Prompt ::
Can you rewrite the data below, changing every "rough mask" to "coarse mask" and leaving everything else the same?
━━━━━ Extracted data ━━━━━
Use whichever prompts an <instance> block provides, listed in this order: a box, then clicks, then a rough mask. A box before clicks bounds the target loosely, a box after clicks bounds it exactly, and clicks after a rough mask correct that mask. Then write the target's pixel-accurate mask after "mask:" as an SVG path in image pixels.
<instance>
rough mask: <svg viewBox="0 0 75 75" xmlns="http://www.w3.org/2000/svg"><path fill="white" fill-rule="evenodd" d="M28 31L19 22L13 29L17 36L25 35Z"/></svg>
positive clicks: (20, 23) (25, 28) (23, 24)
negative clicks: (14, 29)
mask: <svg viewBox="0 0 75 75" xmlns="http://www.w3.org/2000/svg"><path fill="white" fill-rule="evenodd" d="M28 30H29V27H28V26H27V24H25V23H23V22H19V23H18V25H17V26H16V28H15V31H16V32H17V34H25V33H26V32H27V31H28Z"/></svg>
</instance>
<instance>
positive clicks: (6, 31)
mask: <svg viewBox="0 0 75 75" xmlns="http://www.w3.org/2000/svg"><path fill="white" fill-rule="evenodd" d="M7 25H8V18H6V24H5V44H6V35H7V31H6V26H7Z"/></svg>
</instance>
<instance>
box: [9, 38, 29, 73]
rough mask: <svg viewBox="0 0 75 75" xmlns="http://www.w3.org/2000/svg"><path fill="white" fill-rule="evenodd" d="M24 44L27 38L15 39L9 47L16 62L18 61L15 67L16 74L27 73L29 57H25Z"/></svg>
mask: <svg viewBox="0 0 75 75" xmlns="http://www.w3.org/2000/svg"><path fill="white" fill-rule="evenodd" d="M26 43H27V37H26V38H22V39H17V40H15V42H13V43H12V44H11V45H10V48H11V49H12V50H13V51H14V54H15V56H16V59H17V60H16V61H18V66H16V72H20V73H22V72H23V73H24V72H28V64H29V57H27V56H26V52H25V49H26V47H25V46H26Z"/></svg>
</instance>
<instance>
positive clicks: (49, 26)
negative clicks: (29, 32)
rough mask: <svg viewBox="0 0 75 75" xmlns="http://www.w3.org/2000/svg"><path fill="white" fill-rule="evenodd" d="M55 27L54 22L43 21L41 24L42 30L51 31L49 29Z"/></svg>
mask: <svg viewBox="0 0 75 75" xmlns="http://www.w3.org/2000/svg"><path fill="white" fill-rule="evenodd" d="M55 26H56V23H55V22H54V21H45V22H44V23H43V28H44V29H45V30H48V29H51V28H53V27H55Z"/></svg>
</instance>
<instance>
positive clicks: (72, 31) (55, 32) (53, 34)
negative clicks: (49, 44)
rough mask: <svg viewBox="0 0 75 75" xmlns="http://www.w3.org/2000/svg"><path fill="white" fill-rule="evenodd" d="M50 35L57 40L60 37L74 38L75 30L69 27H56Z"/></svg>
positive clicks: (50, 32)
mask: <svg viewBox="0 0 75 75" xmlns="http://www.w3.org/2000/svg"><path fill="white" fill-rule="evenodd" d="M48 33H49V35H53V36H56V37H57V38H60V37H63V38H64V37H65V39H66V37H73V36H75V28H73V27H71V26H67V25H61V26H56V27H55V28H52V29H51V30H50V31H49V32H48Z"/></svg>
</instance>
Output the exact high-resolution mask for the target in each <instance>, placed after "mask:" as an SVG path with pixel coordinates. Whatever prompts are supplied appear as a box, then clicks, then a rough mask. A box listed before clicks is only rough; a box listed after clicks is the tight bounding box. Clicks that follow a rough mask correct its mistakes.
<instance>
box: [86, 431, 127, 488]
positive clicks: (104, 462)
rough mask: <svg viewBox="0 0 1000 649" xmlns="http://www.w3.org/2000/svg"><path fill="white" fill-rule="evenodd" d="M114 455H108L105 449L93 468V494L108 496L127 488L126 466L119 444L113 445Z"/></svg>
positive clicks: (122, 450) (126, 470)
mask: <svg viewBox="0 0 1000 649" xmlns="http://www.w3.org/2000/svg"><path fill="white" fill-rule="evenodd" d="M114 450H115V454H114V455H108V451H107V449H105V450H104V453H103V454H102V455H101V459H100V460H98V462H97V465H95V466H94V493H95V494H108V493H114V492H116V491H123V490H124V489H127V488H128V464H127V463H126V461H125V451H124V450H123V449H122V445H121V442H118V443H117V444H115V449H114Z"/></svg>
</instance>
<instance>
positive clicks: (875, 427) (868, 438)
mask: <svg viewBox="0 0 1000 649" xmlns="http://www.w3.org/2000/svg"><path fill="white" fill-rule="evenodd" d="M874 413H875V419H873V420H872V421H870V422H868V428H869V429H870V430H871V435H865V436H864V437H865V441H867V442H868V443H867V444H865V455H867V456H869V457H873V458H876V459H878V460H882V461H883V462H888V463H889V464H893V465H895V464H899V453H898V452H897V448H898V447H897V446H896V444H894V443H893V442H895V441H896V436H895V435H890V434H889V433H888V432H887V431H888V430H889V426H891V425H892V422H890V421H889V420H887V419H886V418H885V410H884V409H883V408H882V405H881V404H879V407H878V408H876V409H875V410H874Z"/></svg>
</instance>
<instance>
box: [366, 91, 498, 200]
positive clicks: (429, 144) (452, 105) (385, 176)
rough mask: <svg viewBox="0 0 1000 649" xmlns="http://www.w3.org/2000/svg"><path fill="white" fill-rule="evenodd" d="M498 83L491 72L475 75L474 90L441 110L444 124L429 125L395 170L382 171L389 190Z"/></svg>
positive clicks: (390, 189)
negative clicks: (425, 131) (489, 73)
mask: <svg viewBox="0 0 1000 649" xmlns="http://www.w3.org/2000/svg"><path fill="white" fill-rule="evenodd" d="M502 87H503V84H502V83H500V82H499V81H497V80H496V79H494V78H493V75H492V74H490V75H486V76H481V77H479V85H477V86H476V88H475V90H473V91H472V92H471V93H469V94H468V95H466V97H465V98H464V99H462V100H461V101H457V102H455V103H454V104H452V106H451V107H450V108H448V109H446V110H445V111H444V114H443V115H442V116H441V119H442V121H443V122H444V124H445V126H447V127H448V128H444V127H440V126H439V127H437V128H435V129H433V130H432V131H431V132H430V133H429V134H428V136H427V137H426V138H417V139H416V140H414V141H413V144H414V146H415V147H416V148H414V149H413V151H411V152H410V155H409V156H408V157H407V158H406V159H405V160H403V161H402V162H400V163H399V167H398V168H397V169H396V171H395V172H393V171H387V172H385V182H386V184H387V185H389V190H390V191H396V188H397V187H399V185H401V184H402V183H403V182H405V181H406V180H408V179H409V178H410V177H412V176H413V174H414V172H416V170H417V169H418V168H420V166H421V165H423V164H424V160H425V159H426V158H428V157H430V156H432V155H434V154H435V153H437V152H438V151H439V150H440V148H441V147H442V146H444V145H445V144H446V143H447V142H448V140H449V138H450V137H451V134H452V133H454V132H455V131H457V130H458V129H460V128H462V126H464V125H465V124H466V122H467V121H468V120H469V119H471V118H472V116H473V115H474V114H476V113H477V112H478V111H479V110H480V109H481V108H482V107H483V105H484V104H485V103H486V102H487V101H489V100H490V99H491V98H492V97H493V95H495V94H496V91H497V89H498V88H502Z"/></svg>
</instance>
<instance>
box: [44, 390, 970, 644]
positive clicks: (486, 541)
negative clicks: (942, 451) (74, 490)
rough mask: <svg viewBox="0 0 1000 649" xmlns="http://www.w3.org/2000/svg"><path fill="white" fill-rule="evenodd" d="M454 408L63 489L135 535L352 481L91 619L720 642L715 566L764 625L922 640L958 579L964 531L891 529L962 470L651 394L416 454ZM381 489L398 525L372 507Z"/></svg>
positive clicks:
━━━━━
Solution below ::
Use whichever prompts an <instance> block provides, listed in this order: a box, then clicks, then a coarse mask. A box before clicks bounds the target loosely, a box after clicks bounds it exactly, and clicks after a coarse mask correct that mask. Then write the target's pixel-accurate mask after "mask:" as an SVG path in image pixels.
<instance>
coarse mask: <svg viewBox="0 0 75 75" xmlns="http://www.w3.org/2000/svg"><path fill="white" fill-rule="evenodd" d="M28 31L19 22L13 29L17 36L25 35Z"/></svg>
positive clicks: (20, 23) (25, 28) (23, 24)
negative clicks: (14, 29)
mask: <svg viewBox="0 0 75 75" xmlns="http://www.w3.org/2000/svg"><path fill="white" fill-rule="evenodd" d="M28 30H29V27H28V26H27V24H25V23H23V22H19V23H18V25H17V26H16V28H15V31H16V32H17V34H25V33H26V32H27V31H28Z"/></svg>
</instance>
<instance>
positive clicks: (6, 31)
mask: <svg viewBox="0 0 75 75" xmlns="http://www.w3.org/2000/svg"><path fill="white" fill-rule="evenodd" d="M7 25H8V18H6V24H5V44H6V35H7V31H6V26H7Z"/></svg>
</instance>
<instance>
box: [9, 38, 29, 73]
coarse mask: <svg viewBox="0 0 75 75" xmlns="http://www.w3.org/2000/svg"><path fill="white" fill-rule="evenodd" d="M24 44L27 38L15 39L9 47L16 62L18 61L15 67L16 74L27 73L29 57H25Z"/></svg>
mask: <svg viewBox="0 0 75 75" xmlns="http://www.w3.org/2000/svg"><path fill="white" fill-rule="evenodd" d="M26 43H27V37H26V38H22V39H17V40H15V42H13V43H12V44H11V45H10V48H11V49H12V50H13V51H14V54H15V56H16V59H17V60H16V61H18V66H16V72H20V73H22V72H23V73H24V72H28V64H29V57H27V56H26V52H25V49H26V47H25V46H26Z"/></svg>
</instance>
<instance>
positive clicks: (49, 26)
negative clicks: (29, 32)
coarse mask: <svg viewBox="0 0 75 75" xmlns="http://www.w3.org/2000/svg"><path fill="white" fill-rule="evenodd" d="M55 27L54 22L43 21L41 24L42 30L51 31L49 29Z"/></svg>
mask: <svg viewBox="0 0 75 75" xmlns="http://www.w3.org/2000/svg"><path fill="white" fill-rule="evenodd" d="M55 26H56V23H55V22H54V21H45V22H44V23H43V28H44V29H45V30H48V29H51V28H53V27H55Z"/></svg>
</instance>
<instance>
positive clicks: (72, 31) (55, 32) (53, 34)
negative clicks: (49, 44)
coarse mask: <svg viewBox="0 0 75 75" xmlns="http://www.w3.org/2000/svg"><path fill="white" fill-rule="evenodd" d="M50 35L57 40L60 37L74 38L75 30L69 27H56Z"/></svg>
positive clicks: (50, 32)
mask: <svg viewBox="0 0 75 75" xmlns="http://www.w3.org/2000/svg"><path fill="white" fill-rule="evenodd" d="M48 33H49V35H53V36H56V37H57V38H60V37H63V38H64V37H65V39H66V37H73V36H75V28H73V27H71V26H67V25H61V26H56V27H55V28H52V29H51V30H50V31H49V32H48Z"/></svg>
</instance>
Output the exact high-resolution mask for the target in each <instance>, placed after "mask:" as an SVG path with pixel coordinates. Whatever prompts are supplied appear as a box, then clicks, then a coarse mask. A box listed before clicks is only rough; a box listed after clicks is the tight bounding box. Clicks that follow a coarse mask correct its mistakes.
<instance>
box: [86, 431, 127, 488]
positive clicks: (104, 462)
coarse mask: <svg viewBox="0 0 1000 649" xmlns="http://www.w3.org/2000/svg"><path fill="white" fill-rule="evenodd" d="M114 455H108L105 449L93 468V494L108 496L127 488L126 466L119 444L113 445Z"/></svg>
positive clicks: (122, 450) (126, 470)
mask: <svg viewBox="0 0 1000 649" xmlns="http://www.w3.org/2000/svg"><path fill="white" fill-rule="evenodd" d="M114 450H115V454H114V455H108V451H107V449H105V450H104V453H103V454H102V455H101V459H100V460H98V462H97V465H95V466H94V493H95V494H108V493H114V492H116V491H123V490H124V489H127V488H128V464H127V463H126V461H125V451H124V450H123V449H122V445H121V442H118V443H117V444H115V449H114Z"/></svg>
</instance>
<instance>
positive clicks: (875, 427) (868, 438)
mask: <svg viewBox="0 0 1000 649" xmlns="http://www.w3.org/2000/svg"><path fill="white" fill-rule="evenodd" d="M874 413H875V419H873V420H872V421H870V422H868V428H869V429H870V430H871V435H865V436H864V437H865V441H867V442H868V443H867V444H865V455H867V456H869V457H873V458H876V459H878V460H882V461H883V462H888V463H889V464H893V465H895V464H899V453H898V452H897V448H898V447H897V446H896V444H894V443H893V442H895V441H896V436H895V435H890V434H889V433H888V432H887V431H888V430H889V426H891V425H892V422H890V421H889V420H887V419H886V418H885V410H884V409H883V408H882V405H881V404H879V407H878V408H876V409H875V410H874Z"/></svg>
</instance>
<instance>
box: [366, 91, 498, 200]
positive clicks: (429, 144) (452, 105) (385, 176)
coarse mask: <svg viewBox="0 0 1000 649" xmlns="http://www.w3.org/2000/svg"><path fill="white" fill-rule="evenodd" d="M498 83L491 72L475 75L474 90L441 110L444 124L429 125L395 170L382 171L389 190Z"/></svg>
positive clicks: (390, 189)
negative clicks: (425, 131) (489, 73)
mask: <svg viewBox="0 0 1000 649" xmlns="http://www.w3.org/2000/svg"><path fill="white" fill-rule="evenodd" d="M502 87H503V84H502V83H500V82H499V81H497V80H496V79H494V78H493V75H492V74H490V75H486V76H481V77H479V85H477V86H476V88H475V90H473V91H472V92H471V93H469V94H468V95H466V97H465V98H464V99H462V100H461V101H457V102H455V103H454V104H452V106H451V107H450V108H448V109H446V110H445V111H444V114H443V115H442V116H441V119H442V121H443V122H444V124H445V126H447V127H448V128H444V127H440V126H439V127H437V128H435V129H433V130H432V131H431V132H430V133H429V134H428V136H427V137H426V138H417V139H416V140H414V141H413V144H414V146H415V147H416V148H414V149H413V151H411V152H410V155H409V156H408V157H407V158H406V159H405V160H403V161H402V162H400V163H399V167H398V168H397V169H396V171H395V172H393V171H387V172H385V182H386V184H387V185H389V190H390V191H396V188H397V187H399V185H401V184H402V183H403V182H405V181H406V180H408V179H409V178H410V177H412V176H413V174H414V172H416V170H417V169H418V168H420V166H421V165H423V164H424V160H425V159H426V158H428V157H430V156H432V155H434V154H435V153H437V152H438V151H439V150H440V148H441V147H442V146H444V145H445V144H446V143H447V142H448V140H449V138H450V137H451V134H452V133H454V132H455V131H457V130H458V129H460V128H462V126H464V125H465V124H466V122H467V121H468V120H469V119H471V118H472V116H473V115H474V114H476V113H477V112H478V111H479V110H480V109H481V108H482V107H483V105H484V104H485V103H486V102H487V101H489V100H490V99H491V98H492V97H493V95H495V94H496V91H497V89H498V88H502Z"/></svg>
</instance>
<instance>
box: [44, 390, 970, 644]
positive clicks: (486, 541)
negative clicks: (942, 451) (74, 490)
coarse mask: <svg viewBox="0 0 1000 649" xmlns="http://www.w3.org/2000/svg"><path fill="white" fill-rule="evenodd" d="M454 408L63 489L135 535L352 481L91 619L720 642L715 566L764 625L922 640L958 579L964 531L891 529L962 470L651 394L416 454ZM381 489L398 525L372 507Z"/></svg>
positive clicks:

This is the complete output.